--- QUOTED TEXT ---

Idempotency Is for Cowards (Real Engineers Embrace Duplicate Orders)
Idempotency. The word alone has 11 letters, three syllables, and zero business value. Yet somehow the industry decided that if you click “Place Order” twice, you should only get charged once.
Weakness.
I have been designing non-idempotent APIs since 1995. My systems have processed the same payment twice more times than I can count, which is a number larger than my test coverage percentage (zero). I am here to tell you the truth: idempotency keys are the participation trophies of distributed systems.
What Is Idempotency (And Why You Don’t Need It)
Idempotency means: doing the same thing twice has the same effect as doing it once.
f(f(x)) = f(x)
This sounds reasonable until you realize it requires:
- Storing state about past requests
- Checking that state on every request
- Writing tests
- Thinking about distributed transactions
- Having opinions about “at-least-once” vs “exactly-once” delivery
That’s five things. My endpoints do zero things: they just process the request and return 200. Every time. For every duplicate.

--- STORED DATA ---

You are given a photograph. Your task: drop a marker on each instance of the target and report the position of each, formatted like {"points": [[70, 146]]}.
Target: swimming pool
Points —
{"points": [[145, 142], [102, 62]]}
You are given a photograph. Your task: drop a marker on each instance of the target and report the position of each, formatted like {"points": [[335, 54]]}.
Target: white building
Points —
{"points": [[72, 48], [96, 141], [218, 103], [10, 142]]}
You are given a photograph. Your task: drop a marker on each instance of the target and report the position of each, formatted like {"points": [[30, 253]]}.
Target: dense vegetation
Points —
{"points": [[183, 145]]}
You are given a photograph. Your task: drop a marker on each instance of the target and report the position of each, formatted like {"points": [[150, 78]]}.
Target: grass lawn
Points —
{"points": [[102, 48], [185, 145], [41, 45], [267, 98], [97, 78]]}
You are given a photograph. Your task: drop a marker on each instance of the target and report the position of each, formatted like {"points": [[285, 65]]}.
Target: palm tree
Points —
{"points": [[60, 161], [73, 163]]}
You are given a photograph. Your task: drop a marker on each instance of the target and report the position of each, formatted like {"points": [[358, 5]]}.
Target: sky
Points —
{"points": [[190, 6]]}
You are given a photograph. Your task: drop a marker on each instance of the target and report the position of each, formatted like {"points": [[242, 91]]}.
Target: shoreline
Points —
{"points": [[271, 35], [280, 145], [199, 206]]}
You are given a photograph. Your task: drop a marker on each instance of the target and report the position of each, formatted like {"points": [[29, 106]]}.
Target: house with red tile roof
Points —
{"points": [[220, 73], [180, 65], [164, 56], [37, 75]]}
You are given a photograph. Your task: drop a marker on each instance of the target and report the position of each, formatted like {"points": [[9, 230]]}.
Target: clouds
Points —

---

● **REQUIRED WORK**
- 1) In the idempotency article, print the passage that begins at the words "What Is Idempotency" and stops after the words "For every duplicate.".
- 2) List the things that, according to the idempotency article, idempotency requires.
- 3) Write the next part of the idempotency article, picking up after its final sentence.

● **RESULTS OF THE TASKS**
- 1)
What Is Idempotency (And Why You Don’t Need It)
Idempotency means: doing the same thing twice has the same effect as doing it once.
f(f(x)) = f(x)
This sounds reasonable until you realize it requires:
- Storing state about past requests
- Checking that state on every request
- Writing tests
- Thinking about distributed transactions
- Having opinions about “at-least-once” vs “exactly-once” delivery
That’s five things. My endpoints do zero things: they just process the request and return 200. Every time. For every duplicate.

- 2)
- Storing state about past requests
- Checking that state on every request
- Writing tests
- Thinking about distributed transactions
- Having opinions about "at-least-once" vs "exactly-once" delivery

- 3)
The Senior Engineer’s Request Processing Philosophy
# "Idempotent" approach (naive, childish)
@app.post("/orders")
def create_order(order: Order, idempotency_key: str = Header(None)):
if idempotency_key:
existing = cache.get(f"idem:{idempotency_key}")
if existing:
return existing # cowardly refusal to process
result = process_order(order)
if idempotency_key:
cache.set(f"idem:{idempotency_key}", result, ttl=86400)
return result
# Senior approach (robust, efficient, generates revenue)
@app.post("/orders")
def create_order(order: Order):
return process_order(order) # every click is sacred
Every button click is a customer expressing intent. Who am I to gatekeep that intent?
Duplicate Requests Are a Feature, Not a Bug
Let me walk you through the business case.
A user is on the checkout page. Their internet is slow. They click “Place Order.” Nothing happens for 3 seconds. They click again. The network times out. Their client retries automatically. They panic-click once more.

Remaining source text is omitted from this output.